→ **Opdracht 1**
Zoek in de rijen elke regel waarin het woord "alloy" voorkomt en schrijf die regels ongewijzigd over.

→ **Tekstgedeelte**
"""
03 november 2007

Salar de Uyuni tour 2











We maken zoveel foto's dat ons toestel na dag drie helemaal leeg is. En op geen enkele plek waar we overnachten is er electriciteit. Dan maar filmen en om fotootjes bedelen bij Marc en Neeltje, die nog voldoende jus hebben in hun camera.
Op de foto's zie je dat we vier dagen lang stralend weer hebben. De nachten zijn bitter koud op deze hoogte - we zitten nooit onder de 4.000 meter - maar overdag kan je uit de wind lekker opwarmen.
Het zijn lange dagen, maar het loont telkens meer dan de moeite. De tweede ochtend bijvoorbeeld worden we om 5 uur gewekt en rijden we tot 17 uur, de derde ochtend mogen we uitslapen tot 6 uur en rijden we 10 uur lang door een bijzonder stoffige bergketen met enkele schitterende laguna's waar we telkens even uitstappen voor foto's en een korte wandeling, en op de laatste ochtend staan we op om kwart over vier om de zonsopgang te zien op de Salar zelf. De Salar, nog even zeggen, is de grootste zoutvlakte ter wereld: 12.000 vierkante kilometer niets dan zout, soms tot 20 meter dik, en onder die zoutlaag zit water, tot max. 120 meter diep.
De logies onderweg zijn bijzonder basic zoals je wel kan vermoeden. De eerste dag is er geen warm water en geen douche en enkel licht (24V op zonnepanelen) van 18 tot 22 uur en van 04 tot 06 uur. Op de tweede dag rijden we voorbij een warmwaterbron waar we een kwartiertje het stof kunnen losweken en pas op de derde dag is er een warme douche. We logeren dan in een hotelletje dat volledig is opgetrokken uit zout. Ja, ook de stoelen en het bed zijn uit zout gemaakt.

02 november 2007

Salar de Uyuni tour 1






Allerheiligen. Ook hier versieren de mensen het graf van hun geliefden. Wij stappen die ochtend samen met vijf anderen in een Toyota Landcruiser voor een vierdaagse trekking door de Salar de Uyuni en omgeving. Ons groepje: Marc, een bedrijfskundige uit Amsterdam, Neeltje, lerares uit Rotterdam, Karin, lerares uit Bern Zwitserland, Samuel, onze chauffeur en gids, en Amelia, de kok van dienst.
Wat volgt is een fantastische tocht van maar liefst 1.200 kilometer, een aaneenschakeling van hoogtepunten. Moeilijk om dit allemaal te beschrijven. Kijk zelf maar.




10 AM PIC


Tupiza, our room in hostal Mitru.
"""
→ **Geselecteerde gegevens**
"""
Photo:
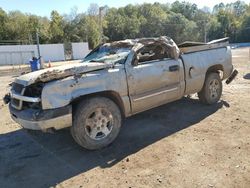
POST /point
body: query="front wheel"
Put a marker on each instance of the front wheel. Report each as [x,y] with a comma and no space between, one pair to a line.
[96,123]
[212,89]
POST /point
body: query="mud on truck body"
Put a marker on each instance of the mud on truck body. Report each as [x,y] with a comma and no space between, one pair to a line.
[117,80]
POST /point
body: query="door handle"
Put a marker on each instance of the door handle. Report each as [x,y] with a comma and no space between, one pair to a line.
[174,68]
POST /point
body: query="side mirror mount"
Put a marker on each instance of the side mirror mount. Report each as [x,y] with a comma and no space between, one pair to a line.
[135,61]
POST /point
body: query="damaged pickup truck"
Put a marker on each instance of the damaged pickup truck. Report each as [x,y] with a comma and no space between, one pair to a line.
[117,80]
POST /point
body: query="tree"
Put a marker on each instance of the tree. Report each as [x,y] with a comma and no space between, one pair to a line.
[56,27]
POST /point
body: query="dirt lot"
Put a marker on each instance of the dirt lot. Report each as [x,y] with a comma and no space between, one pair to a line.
[182,144]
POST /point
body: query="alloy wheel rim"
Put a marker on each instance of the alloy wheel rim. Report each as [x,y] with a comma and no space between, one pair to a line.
[99,124]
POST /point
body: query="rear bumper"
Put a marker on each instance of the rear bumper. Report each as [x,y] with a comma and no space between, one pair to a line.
[43,119]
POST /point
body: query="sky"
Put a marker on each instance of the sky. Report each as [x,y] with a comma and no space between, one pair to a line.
[44,7]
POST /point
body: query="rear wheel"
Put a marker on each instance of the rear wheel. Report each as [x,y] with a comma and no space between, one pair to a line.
[96,123]
[212,89]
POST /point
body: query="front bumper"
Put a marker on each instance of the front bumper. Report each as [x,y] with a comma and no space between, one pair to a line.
[43,119]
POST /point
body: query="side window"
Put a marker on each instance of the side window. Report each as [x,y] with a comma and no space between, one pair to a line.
[151,53]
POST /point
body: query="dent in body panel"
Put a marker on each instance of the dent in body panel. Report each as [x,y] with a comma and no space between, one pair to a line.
[61,92]
[197,64]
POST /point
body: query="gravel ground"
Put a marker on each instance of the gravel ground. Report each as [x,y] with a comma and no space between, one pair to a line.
[181,144]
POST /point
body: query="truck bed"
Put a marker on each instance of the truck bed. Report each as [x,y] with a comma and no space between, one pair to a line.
[190,47]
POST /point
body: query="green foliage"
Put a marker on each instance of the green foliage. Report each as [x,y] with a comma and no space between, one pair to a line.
[180,20]
[56,27]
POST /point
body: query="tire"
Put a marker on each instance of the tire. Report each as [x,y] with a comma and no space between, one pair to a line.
[212,89]
[96,123]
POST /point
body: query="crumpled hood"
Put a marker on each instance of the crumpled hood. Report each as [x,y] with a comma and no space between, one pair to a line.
[55,73]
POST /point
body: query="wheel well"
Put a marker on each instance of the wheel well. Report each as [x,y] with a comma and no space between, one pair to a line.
[216,69]
[112,95]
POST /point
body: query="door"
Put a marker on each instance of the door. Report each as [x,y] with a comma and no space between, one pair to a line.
[154,82]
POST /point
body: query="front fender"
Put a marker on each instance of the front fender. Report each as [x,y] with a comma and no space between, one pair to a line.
[60,93]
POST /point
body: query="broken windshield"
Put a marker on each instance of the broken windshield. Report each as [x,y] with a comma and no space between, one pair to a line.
[107,54]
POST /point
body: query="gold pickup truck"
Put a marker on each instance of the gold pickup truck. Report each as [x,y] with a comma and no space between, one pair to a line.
[117,80]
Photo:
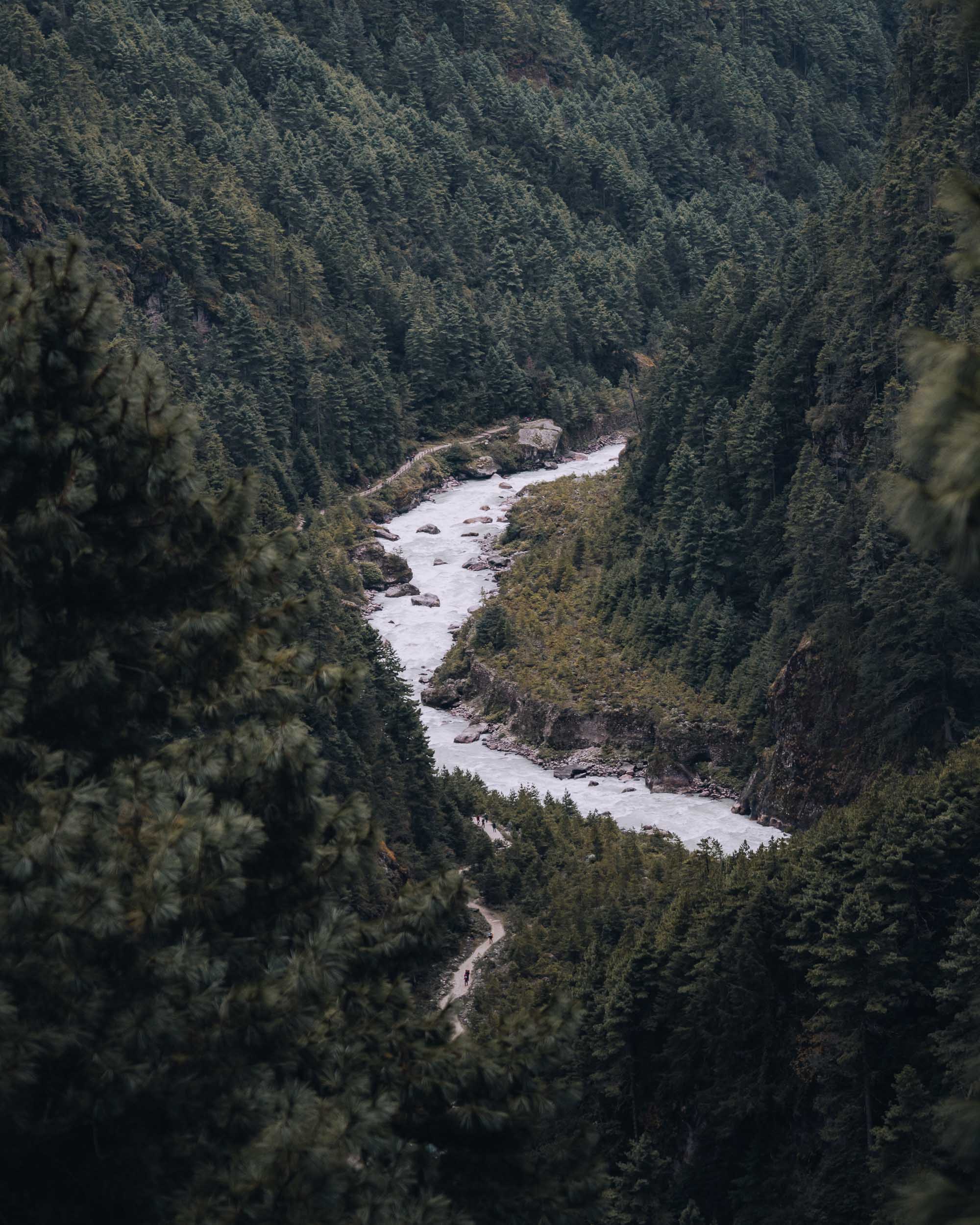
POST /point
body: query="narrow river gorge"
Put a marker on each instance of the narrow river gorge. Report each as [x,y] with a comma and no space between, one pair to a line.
[420,637]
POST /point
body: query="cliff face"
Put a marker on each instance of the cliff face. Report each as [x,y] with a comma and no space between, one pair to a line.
[819,760]
[677,749]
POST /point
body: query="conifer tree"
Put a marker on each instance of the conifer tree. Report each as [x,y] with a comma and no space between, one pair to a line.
[196,1022]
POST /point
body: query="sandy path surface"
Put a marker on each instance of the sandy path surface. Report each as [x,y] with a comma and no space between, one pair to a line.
[459,988]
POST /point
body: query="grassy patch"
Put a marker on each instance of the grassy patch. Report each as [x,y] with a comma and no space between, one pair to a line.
[548,636]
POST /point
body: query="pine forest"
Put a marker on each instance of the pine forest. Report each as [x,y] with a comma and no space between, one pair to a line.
[490,612]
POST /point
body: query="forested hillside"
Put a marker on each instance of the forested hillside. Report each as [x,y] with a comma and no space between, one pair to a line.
[750,552]
[255,251]
[346,228]
[767,1035]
"""
→ **Opdracht 2**
Noem alle personen die het reisverslag over de Salar de Uyuni bij naam vermeldt, elk met de omschrijving die de tekst erbij geeft.

→ **Volledig antwoord 1**
body: query="alloy wheel rim"
Put a marker on each instance of the alloy wheel rim. Report each as [x,y] with a comma and no space between, one pair to a line.

→ **Volledig antwoord 2**
- Marc: bedrijfskundige uit Amsterdam
- Neeltje: lerares uit Rotterdam
- Karin: lerares uit Bern, Zwitserland
- Samuel: chauffeur en gids
- Amelia: de kok van dienst